Task statement:
Would you output the whole listing below, exactly as it reads?

Supplied data:
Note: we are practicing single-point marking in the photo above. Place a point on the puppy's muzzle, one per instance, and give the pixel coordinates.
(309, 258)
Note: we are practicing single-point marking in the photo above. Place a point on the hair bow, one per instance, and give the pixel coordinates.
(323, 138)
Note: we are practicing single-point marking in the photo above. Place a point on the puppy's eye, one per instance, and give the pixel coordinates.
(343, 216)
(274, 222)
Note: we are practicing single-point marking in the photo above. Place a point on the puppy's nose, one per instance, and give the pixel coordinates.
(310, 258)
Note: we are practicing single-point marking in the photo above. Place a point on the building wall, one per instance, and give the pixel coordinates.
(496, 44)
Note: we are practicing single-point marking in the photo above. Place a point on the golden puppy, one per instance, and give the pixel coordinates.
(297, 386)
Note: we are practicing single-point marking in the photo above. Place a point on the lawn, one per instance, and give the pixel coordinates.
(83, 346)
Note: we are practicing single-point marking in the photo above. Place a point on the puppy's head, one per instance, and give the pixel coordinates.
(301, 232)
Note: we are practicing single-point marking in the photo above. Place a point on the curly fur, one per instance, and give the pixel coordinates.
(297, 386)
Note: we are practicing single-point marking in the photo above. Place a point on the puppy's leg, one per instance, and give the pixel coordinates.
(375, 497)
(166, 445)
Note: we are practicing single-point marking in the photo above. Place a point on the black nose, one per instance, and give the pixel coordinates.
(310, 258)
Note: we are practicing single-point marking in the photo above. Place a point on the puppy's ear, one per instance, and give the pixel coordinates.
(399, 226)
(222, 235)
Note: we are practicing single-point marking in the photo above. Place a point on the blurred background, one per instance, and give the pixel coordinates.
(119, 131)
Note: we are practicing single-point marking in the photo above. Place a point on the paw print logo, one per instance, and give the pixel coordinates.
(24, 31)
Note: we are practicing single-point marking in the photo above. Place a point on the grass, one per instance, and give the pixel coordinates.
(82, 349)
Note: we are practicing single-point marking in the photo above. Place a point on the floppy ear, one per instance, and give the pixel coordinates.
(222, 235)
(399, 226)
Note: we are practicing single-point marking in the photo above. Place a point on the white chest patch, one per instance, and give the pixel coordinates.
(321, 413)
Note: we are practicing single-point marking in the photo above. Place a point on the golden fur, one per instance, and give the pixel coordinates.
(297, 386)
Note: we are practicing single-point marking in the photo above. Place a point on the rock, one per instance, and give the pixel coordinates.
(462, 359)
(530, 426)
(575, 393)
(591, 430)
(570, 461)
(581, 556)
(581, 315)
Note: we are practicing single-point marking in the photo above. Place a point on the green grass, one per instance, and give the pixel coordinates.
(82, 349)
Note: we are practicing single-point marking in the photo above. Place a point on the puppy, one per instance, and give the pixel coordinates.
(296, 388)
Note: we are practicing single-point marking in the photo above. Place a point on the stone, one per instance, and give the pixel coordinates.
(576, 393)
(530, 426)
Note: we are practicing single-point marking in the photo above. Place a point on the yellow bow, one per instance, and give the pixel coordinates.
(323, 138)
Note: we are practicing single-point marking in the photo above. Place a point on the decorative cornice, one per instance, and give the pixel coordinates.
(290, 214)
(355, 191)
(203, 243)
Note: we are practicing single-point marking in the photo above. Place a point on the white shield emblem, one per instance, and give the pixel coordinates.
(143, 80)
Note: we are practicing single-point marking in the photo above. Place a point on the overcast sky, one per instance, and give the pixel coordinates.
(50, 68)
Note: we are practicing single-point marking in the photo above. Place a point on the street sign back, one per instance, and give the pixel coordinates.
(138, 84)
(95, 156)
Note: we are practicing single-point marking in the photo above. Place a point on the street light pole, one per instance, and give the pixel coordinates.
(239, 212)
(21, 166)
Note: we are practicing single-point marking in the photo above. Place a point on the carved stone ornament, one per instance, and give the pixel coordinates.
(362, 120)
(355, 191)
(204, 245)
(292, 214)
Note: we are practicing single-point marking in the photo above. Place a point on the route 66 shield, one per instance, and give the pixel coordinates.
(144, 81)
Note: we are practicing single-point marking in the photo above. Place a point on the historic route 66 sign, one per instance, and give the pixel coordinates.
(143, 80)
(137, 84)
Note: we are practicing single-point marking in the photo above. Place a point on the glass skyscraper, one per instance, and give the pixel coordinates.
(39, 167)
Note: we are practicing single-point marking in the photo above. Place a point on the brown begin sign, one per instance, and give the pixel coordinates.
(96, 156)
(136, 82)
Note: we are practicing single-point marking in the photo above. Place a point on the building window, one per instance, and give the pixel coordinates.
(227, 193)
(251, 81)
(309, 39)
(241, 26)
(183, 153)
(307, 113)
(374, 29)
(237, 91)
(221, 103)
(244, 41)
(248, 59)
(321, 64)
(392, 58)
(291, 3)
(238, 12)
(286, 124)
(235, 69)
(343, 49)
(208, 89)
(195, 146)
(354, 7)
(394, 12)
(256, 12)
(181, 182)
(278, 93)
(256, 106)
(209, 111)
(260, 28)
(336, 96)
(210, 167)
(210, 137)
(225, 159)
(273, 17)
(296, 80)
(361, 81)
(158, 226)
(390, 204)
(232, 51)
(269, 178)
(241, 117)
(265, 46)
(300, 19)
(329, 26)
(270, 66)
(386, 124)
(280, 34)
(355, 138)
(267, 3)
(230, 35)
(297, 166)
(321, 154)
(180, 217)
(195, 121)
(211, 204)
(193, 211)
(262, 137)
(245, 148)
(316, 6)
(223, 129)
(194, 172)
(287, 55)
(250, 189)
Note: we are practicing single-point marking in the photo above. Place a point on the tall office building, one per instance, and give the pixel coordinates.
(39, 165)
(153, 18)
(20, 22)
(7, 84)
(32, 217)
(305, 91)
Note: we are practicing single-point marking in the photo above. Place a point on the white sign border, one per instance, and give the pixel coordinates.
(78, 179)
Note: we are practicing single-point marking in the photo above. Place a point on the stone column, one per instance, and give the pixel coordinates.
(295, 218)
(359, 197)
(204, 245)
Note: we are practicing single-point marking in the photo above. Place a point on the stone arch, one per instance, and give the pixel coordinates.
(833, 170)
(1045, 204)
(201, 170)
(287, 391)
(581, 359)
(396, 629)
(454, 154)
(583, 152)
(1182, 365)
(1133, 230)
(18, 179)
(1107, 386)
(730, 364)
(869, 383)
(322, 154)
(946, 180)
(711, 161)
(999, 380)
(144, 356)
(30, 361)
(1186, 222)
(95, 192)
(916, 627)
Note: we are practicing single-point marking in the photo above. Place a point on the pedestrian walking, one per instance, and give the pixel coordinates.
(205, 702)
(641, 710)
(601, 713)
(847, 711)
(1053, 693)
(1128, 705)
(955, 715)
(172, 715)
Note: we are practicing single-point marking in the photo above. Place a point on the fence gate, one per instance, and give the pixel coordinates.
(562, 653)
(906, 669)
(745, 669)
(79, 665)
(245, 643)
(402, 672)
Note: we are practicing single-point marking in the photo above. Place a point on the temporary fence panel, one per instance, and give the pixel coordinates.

Result of this task:
Note: we are practicing single-point marking in the photo above. Place a point on the puppy's muzzle, one per instance, and give the pixel coordinates.
(309, 258)
Note: we are practicing single-point marking in the photo above. Place a point on the hair bow, one per instance, and give the pixel coordinates.
(323, 138)
Note: we are practicing single-point marking in the photo above. Place a point on the puppy's eye, one per instance, and give the pixel coordinates.
(343, 216)
(274, 222)
Note: we are practicing single-point marking in the photo above. Place a point on the puppy's nose, one per instance, and give the pixel coordinates.
(310, 258)
Note: we are practicing single-point marking in the photo above. Place a point on the building wall, one per instance, and give the pixel coordinates.
(496, 44)
Note: we are practicing single-point marking in the photo above. Place a point on the golden puppy, one per instance, and give the pixel coordinates.
(297, 386)
Note: we are practicing single-point marking in the photo above. Place a point on the lawn, one per instance, and give the pixel coordinates.
(83, 346)
Note: we are practicing single-point marking in the photo above. Place a point on the puppy's head, one per instance, and give the pixel coordinates.
(301, 232)
Note: we are practicing single-point marking in the photo above. Place a point on the curly fur, one per instance, and give the pixel coordinates.
(297, 386)
Note: we are practicing single-point marking in the photo above. Place a point on the puppy's leg, one per instance, and give the pixel coordinates.
(375, 497)
(166, 445)
Note: we are practicing single-point marking in the photo above. Place a point on the black nose, one per instance, and give the pixel coordinates.
(310, 258)
Note: we are practicing single-point marking in the photo above. Place a point on the puppy's ear, one per instance, and give the pixel coordinates.
(399, 226)
(222, 235)
Note: we are practicing single-point marking in the photo above. Place a point on the blurred background, one per instance, and give the pixel coordinates.
(119, 131)
Note: we are practicing single-point marking in the photo above. Place a point on the paw print logo, one per instance, and give the pixel coordinates.
(24, 31)
Note: we are practicing single-point marking in the photo above. Place a point on the grass, one per instance, and give the pixel coordinates.
(82, 349)
Note: we are practicing single-point marking in the photo above. Place a point on the floppy ear, one per instance, and give the pixel coordinates.
(222, 235)
(399, 226)
Note: we are practicing single-point marking in the photo above. Place a point on the white chest patch, one per instance, and give the pixel coordinates.
(321, 413)
Note: we are practicing single-point marking in the photo above. Place a point on the golden fur, one per instance, and give the pixel coordinates.
(297, 386)
Note: we are practicing single-point marking in the photo above. Place a point on the rock, one per instance, and give the pixel coordinates.
(462, 359)
(530, 426)
(575, 393)
(591, 430)
(570, 461)
(581, 556)
(581, 315)
Note: we are practicing single-point marking in the photo above. Place a point on the green grass, one per instance, and give the pixel coordinates.
(82, 349)
Note: we are practicing single-point marking in the photo above. Place a point on the puppy, one per instance, and give the pixel coordinates.
(296, 388)
Note: we are practicing single-point marking in the photo above. Place a point on the stone, one per instance, and give the pixel coordinates.
(576, 393)
(530, 426)
Note: we are practicing single-point marking in the photo above. Place a point on the yellow bow, one per instance, and give the pixel coordinates.
(323, 138)
Note: we are practicing single-point marking in the photo above. Place a point on the decorative cornice, one per instance, and give the pixel coordinates.
(290, 214)
(355, 191)
(203, 243)
Note: we are practicing single-point marking in the photo above. Place a point on the white shield emblem, one per instance, and give the pixel coordinates.
(143, 80)
Note: we are practicing single-point marking in the photo above. Place a point on the overcast sky, one per instance, and give the pixel coordinates.
(50, 68)
Note: we are practicing single-point marking in the photo above. Place a point on the street sign back, one per instance, and give the pixel coordinates.
(138, 84)
(95, 156)
Note: we are practicing single-point marking in the photo above. Place a point on the street light pole, one per instance, and give the pixel coordinates.
(239, 212)
(21, 166)
Note: we are practicing single-point marking in the photo above. Place a point on the carved stone ornament, one per instance, and give the pixel coordinates.
(362, 120)
(355, 191)
(204, 245)
(292, 214)
Note: we are practicing single-point marking in the photo above. Place a point on the route 66 shield, one per instance, and give the pixel coordinates.
(144, 81)
Note: we are practicing single-point marking in the photo above. Place a point on the historic route 66 sign, one per instance, and give the pixel coordinates.
(143, 80)
(137, 84)
Note: we are practicing single-point marking in the photo above. Place a point on the glass skyscraper, one per instance, and give the pixel coordinates.
(39, 167)
Note: we are practicing single-point marking in the photo above. Place a point on the brown begin sign, one per instance, and give the pixel coordinates.
(96, 156)
(136, 82)
Note: we are practicing single-point marking in the photo above. Place a point on the building window, one per instance, and give the pixel coordinates.
(227, 193)
(251, 81)
(309, 39)
(241, 26)
(183, 153)
(307, 113)
(374, 29)
(237, 91)
(221, 103)
(244, 41)
(248, 59)
(321, 64)
(392, 58)
(291, 3)
(238, 12)
(286, 124)
(235, 69)
(343, 49)
(208, 89)
(195, 146)
(354, 7)
(394, 12)
(256, 12)
(181, 182)
(278, 93)
(256, 106)
(209, 111)
(260, 28)
(336, 96)
(210, 167)
(210, 137)
(225, 159)
(273, 17)
(296, 80)
(361, 81)
(158, 226)
(390, 204)
(232, 51)
(269, 178)
(241, 117)
(265, 46)
(300, 19)
(329, 26)
(270, 66)
(386, 124)
(280, 34)
(355, 138)
(267, 3)
(230, 35)
(297, 166)
(321, 154)
(180, 217)
(195, 121)
(211, 204)
(193, 211)
(262, 137)
(245, 148)
(316, 6)
(223, 129)
(194, 172)
(287, 55)
(250, 189)
Note: we are practicing single-point marking in the photo above. Place a point on the tall office building, one per instance, and give the pixel coordinates.
(39, 165)
(153, 18)
(20, 22)
(7, 84)
(32, 217)
(305, 91)
Note: we are practicing single-point marking in the photo above. Place a point on the white sign border, one per instance, and give the pixel coordinates.
(78, 179)
Note: we are practicing single-point marking in the photo above. Place a point on the stone column, one per instance, and give the pixel coordinates.
(295, 218)
(359, 197)
(204, 245)
Note: we are practicing single-point marking in the photo above. Place a point on the stone arch, one per instance, and give the pixel coordinates.
(833, 170)
(1045, 204)
(201, 170)
(287, 391)
(581, 359)
(396, 629)
(454, 154)
(583, 152)
(1182, 365)
(1133, 230)
(18, 179)
(1107, 386)
(730, 364)
(869, 383)
(322, 154)
(946, 180)
(711, 161)
(999, 380)
(144, 356)
(30, 361)
(1186, 222)
(95, 192)
(916, 627)
Note: we are practicing single-point marking in the photo above. Place a point on the pedestrian walking, one per instance, and give the pixel coordinates.
(205, 702)
(641, 710)
(601, 713)
(847, 711)
(1053, 693)
(1128, 705)
(955, 715)
(172, 715)
Note: we are practicing single-point marking in the photo above. Place a point on the fence gate, one per instance, and give the pixel coordinates.
(562, 653)
(906, 669)
(745, 669)
(79, 665)
(245, 643)
(402, 672)
Note: we are practicing single-point marking in the photo above. Place a point on the temporary fence panel, one per instance, and give the pixel coordinates.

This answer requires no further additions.